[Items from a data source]
☆ ☆ ☆ ☆ ☆

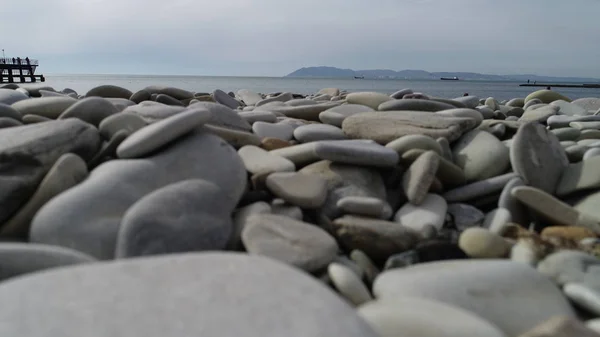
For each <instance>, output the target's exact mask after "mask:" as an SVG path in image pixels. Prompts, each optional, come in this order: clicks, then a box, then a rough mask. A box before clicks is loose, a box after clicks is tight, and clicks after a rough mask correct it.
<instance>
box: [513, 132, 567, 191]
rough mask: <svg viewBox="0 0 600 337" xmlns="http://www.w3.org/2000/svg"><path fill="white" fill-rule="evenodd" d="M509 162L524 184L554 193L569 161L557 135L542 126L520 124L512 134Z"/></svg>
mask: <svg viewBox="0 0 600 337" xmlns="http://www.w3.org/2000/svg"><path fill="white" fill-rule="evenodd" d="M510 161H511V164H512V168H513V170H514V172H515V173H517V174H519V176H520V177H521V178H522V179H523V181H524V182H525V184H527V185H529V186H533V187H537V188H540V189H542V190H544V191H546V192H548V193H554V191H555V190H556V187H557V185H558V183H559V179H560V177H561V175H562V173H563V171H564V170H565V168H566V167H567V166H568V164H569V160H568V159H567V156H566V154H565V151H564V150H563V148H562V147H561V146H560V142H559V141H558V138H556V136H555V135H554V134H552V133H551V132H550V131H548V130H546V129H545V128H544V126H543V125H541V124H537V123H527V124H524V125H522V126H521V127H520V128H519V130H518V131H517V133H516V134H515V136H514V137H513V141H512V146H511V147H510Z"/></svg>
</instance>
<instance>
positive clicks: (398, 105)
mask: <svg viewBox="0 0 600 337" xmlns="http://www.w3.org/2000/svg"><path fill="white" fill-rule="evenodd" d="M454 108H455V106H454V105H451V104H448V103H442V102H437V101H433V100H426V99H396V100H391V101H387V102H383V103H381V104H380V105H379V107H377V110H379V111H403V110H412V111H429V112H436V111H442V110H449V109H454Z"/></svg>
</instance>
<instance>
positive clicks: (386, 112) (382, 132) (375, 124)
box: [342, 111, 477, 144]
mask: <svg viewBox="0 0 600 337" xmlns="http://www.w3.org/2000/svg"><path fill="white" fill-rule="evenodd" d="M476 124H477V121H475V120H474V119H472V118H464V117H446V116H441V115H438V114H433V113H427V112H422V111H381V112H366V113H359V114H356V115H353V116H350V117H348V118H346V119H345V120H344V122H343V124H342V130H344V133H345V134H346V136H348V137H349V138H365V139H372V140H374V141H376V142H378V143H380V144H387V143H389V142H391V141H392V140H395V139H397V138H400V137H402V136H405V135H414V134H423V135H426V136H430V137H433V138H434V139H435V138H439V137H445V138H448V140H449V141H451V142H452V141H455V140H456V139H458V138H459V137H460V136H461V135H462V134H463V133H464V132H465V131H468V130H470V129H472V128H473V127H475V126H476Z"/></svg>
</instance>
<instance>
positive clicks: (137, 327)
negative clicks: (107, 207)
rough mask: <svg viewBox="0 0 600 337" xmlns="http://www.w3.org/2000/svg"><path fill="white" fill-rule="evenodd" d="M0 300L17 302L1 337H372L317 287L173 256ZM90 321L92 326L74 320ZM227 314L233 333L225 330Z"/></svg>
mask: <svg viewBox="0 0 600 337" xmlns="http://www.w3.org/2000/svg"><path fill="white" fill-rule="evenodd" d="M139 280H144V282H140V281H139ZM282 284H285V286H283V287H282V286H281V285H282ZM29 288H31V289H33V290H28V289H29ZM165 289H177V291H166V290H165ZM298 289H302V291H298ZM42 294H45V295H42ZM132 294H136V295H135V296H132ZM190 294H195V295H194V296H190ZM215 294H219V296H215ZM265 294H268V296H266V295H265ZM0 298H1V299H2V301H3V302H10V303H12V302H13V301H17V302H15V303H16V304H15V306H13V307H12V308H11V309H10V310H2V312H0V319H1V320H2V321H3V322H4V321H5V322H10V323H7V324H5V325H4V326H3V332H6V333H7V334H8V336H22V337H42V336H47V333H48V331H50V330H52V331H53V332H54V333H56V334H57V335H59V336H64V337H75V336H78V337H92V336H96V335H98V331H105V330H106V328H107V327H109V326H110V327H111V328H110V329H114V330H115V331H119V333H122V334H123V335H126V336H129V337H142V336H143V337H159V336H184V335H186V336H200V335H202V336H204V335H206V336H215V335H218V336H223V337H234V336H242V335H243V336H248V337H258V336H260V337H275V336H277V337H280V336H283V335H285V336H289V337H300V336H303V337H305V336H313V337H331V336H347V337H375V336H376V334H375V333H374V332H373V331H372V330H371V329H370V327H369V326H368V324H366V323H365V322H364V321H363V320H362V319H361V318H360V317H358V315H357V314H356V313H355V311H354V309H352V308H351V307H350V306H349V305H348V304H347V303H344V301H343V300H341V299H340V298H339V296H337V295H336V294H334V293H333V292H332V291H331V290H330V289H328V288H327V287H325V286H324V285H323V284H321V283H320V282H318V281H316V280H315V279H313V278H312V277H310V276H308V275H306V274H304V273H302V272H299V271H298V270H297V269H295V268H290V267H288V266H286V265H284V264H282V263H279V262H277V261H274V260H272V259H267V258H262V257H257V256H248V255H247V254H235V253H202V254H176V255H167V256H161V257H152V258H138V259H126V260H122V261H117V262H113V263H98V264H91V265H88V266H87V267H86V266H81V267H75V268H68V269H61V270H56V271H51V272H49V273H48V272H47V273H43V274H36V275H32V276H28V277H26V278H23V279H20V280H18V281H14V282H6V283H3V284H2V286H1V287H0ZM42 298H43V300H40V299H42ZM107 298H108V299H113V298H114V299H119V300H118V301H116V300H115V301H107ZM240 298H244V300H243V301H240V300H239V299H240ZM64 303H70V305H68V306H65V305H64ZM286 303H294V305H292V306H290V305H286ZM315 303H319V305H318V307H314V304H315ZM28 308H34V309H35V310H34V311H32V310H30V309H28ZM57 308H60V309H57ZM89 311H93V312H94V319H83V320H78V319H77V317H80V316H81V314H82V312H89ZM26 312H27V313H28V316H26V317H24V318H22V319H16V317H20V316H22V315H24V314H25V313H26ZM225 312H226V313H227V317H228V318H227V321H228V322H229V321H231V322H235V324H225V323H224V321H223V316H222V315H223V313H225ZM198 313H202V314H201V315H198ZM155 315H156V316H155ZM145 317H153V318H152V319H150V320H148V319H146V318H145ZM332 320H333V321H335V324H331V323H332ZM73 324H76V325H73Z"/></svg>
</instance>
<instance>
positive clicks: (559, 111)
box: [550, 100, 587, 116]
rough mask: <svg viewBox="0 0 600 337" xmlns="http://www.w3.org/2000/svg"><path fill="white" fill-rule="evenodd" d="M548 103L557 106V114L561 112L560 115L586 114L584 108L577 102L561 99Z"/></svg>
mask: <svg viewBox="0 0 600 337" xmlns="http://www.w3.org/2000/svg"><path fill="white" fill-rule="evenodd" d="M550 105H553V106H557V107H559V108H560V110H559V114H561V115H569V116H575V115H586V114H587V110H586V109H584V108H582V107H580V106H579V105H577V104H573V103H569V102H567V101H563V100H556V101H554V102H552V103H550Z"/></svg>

☆ ☆ ☆ ☆ ☆

* [HOW TO COMPLETE THIS TASK]:
Pictures aside, retype all of the entries word for word.

* [SOLUTION FOR THIS PROBLEM]:
For each <instance>, output the target's exact mask after "mask:" as an SVG path in image pixels. Prompts, each optional, come in this order: clicks, then a box, then a rough mask. A box before clicks is loose, a box after clicks is tight, and clicks after a rough mask correct it.
<instance>
box: [513, 132, 567, 191]
rough mask: <svg viewBox="0 0 600 337" xmlns="http://www.w3.org/2000/svg"><path fill="white" fill-rule="evenodd" d="M509 162L524 184L554 193L569 161L557 135L542 126L520 124L512 134Z"/></svg>
mask: <svg viewBox="0 0 600 337" xmlns="http://www.w3.org/2000/svg"><path fill="white" fill-rule="evenodd" d="M510 161H511V164H512V168H513V170H514V172H515V173H517V174H519V176H520V177H521V178H522V179H523V181H524V182H525V184H527V185H529V186H533V187H537V188H540V189H542V190H544V191H546V192H548V193H554V191H555V190H556V187H557V185H558V183H559V179H560V177H561V175H562V173H563V171H564V170H565V168H566V167H567V166H568V164H569V160H568V159H567V156H566V154H565V151H564V150H563V148H562V147H561V146H560V142H559V141H558V138H556V136H555V135H554V134H552V133H551V132H550V131H548V130H546V129H545V128H544V126H543V125H541V124H537V123H527V124H524V125H522V126H521V127H520V128H519V130H518V131H517V133H516V134H515V136H514V137H513V141H512V146H511V147H510Z"/></svg>
</instance>
<instance>
positive clicks: (398, 105)
mask: <svg viewBox="0 0 600 337" xmlns="http://www.w3.org/2000/svg"><path fill="white" fill-rule="evenodd" d="M454 108H455V106H454V105H451V104H448V103H442V102H437V101H433V100H426V99H396V100H391V101H387V102H383V103H381V104H380V105H379V107H377V110H379V111H403V110H412V111H429V112H436V111H442V110H449V109H454Z"/></svg>
</instance>
<instance>
positive clicks: (386, 112) (382, 132) (375, 124)
box: [342, 111, 477, 144]
mask: <svg viewBox="0 0 600 337" xmlns="http://www.w3.org/2000/svg"><path fill="white" fill-rule="evenodd" d="M476 124H477V121H475V120H474V119H472V118H464V117H446V116H441V115H438V114H433V113H427V112H422V111H381V112H366V113H359V114H356V115H353V116H350V117H348V118H346V119H345V120H344V122H343V124H342V130H344V133H345V134H346V136H348V137H349V138H365V139H372V140H374V141H376V142H378V143H380V144H387V143H389V142H391V141H392V140H395V139H397V138H400V137H402V136H405V135H414V134H423V135H426V136H430V137H433V138H434V139H435V138H439V137H445V138H448V140H449V141H451V142H452V141H455V140H456V139H458V138H459V137H460V136H461V135H462V134H463V133H464V132H465V131H468V130H470V129H472V128H473V127H475V126H476Z"/></svg>
</instance>
<instance>
positive clicks: (137, 327)
negative clicks: (107, 207)
rough mask: <svg viewBox="0 0 600 337" xmlns="http://www.w3.org/2000/svg"><path fill="white" fill-rule="evenodd" d="M0 300L17 302L1 337H372L317 287L173 256ZM90 321L92 326L74 320ZM227 314L233 333L225 330Z"/></svg>
mask: <svg viewBox="0 0 600 337" xmlns="http://www.w3.org/2000/svg"><path fill="white" fill-rule="evenodd" d="M139 280H144V282H140V281H139ZM282 284H285V286H283V287H282V286H281V285H282ZM29 288H31V289H33V290H28V289H29ZM165 289H177V291H166V290H165ZM298 289H302V291H298ZM42 294H45V295H42ZM132 294H136V295H135V296H132ZM190 294H195V295H194V296H190ZM215 294H219V296H215ZM265 294H268V296H266V295H265ZM0 298H1V299H2V301H3V302H10V303H12V302H13V301H17V302H15V303H16V304H15V306H13V307H12V308H11V309H10V310H2V312H0V319H1V320H2V321H3V322H4V321H5V322H10V323H7V324H5V325H4V326H3V332H6V333H7V334H8V336H22V337H42V336H47V333H48V331H50V330H52V331H53V332H54V333H56V334H57V335H59V336H64V337H75V336H78V337H92V336H96V335H98V331H105V330H106V328H107V327H109V326H110V327H111V328H110V329H114V330H115V331H119V333H122V334H123V335H126V336H129V337H142V336H143V337H159V336H184V335H186V336H200V335H202V336H204V335H206V336H215V335H218V336H223V337H234V336H242V335H243V336H248V337H258V336H260V337H275V336H277V337H280V336H283V335H285V336H289V337H300V336H303V337H305V336H313V337H331V336H347V337H375V336H376V334H375V333H374V332H373V331H372V330H371V329H370V327H369V326H368V324H366V323H365V322H364V321H363V320H362V319H361V318H360V317H358V315H357V314H356V313H355V311H354V309H352V308H351V307H350V306H349V305H348V304H347V303H344V301H343V300H341V299H340V298H339V296H337V295H336V294H334V293H333V292H332V291H331V290H330V289H328V288H327V287H325V286H324V285H323V284H321V283H320V282H318V281H316V280H315V279H313V278H312V277H310V276H308V275H306V274H304V273H302V272H299V271H298V270H297V269H295V268H290V267H288V266H286V265H284V264H282V263H279V262H277V261H274V260H272V259H267V258H262V257H257V256H248V255H247V254H235V253H202V254H176V255H167V256H161V257H152V258H138V259H126V260H122V261H117V262H113V263H98V264H91V265H88V266H87V267H86V266H81V267H75V268H68V269H61V270H56V271H51V272H49V273H48V272H47V273H43V274H36V275H32V276H28V277H26V278H23V279H20V280H18V281H14V282H6V283H3V284H2V286H1V287H0ZM42 298H43V300H40V299H42ZM107 298H108V299H113V298H114V299H119V300H118V301H116V300H115V301H107ZM240 298H244V300H243V301H240V300H239V299H240ZM64 303H70V305H68V306H65V305H64ZM286 303H294V305H292V306H290V305H286ZM315 303H319V305H318V307H314V304H315ZM28 308H34V309H35V310H34V311H32V310H30V309H28ZM57 308H60V309H57ZM89 311H93V312H94V319H83V320H78V319H77V317H80V316H81V314H82V312H89ZM26 312H27V313H28V316H26V317H24V318H22V319H16V317H20V316H22V315H24V314H25V313H26ZM225 312H226V313H227V317H228V318H227V321H228V322H229V321H231V322H235V324H225V323H224V321H223V316H222V315H223V313H225ZM198 313H202V314H201V315H198ZM155 315H156V316H155ZM145 317H153V318H152V319H150V320H148V319H146V318H145ZM332 320H333V321H335V324H331V323H332ZM73 324H76V325H73Z"/></svg>
</instance>
<instance>
positive clicks: (559, 111)
box: [550, 100, 587, 116]
rough mask: <svg viewBox="0 0 600 337" xmlns="http://www.w3.org/2000/svg"><path fill="white" fill-rule="evenodd" d="M548 103L557 106V114L561 112L560 115L586 114L584 108L577 102L561 99Z"/></svg>
mask: <svg viewBox="0 0 600 337" xmlns="http://www.w3.org/2000/svg"><path fill="white" fill-rule="evenodd" d="M550 105H553V106H557V107H559V108H560V110H559V114H561V115H569V116H575V115H586V114H587V110H586V109H584V108H582V107H580V106H579V105H577V104H573V103H569V102H567V101H563V100H556V101H554V102H552V103H550Z"/></svg>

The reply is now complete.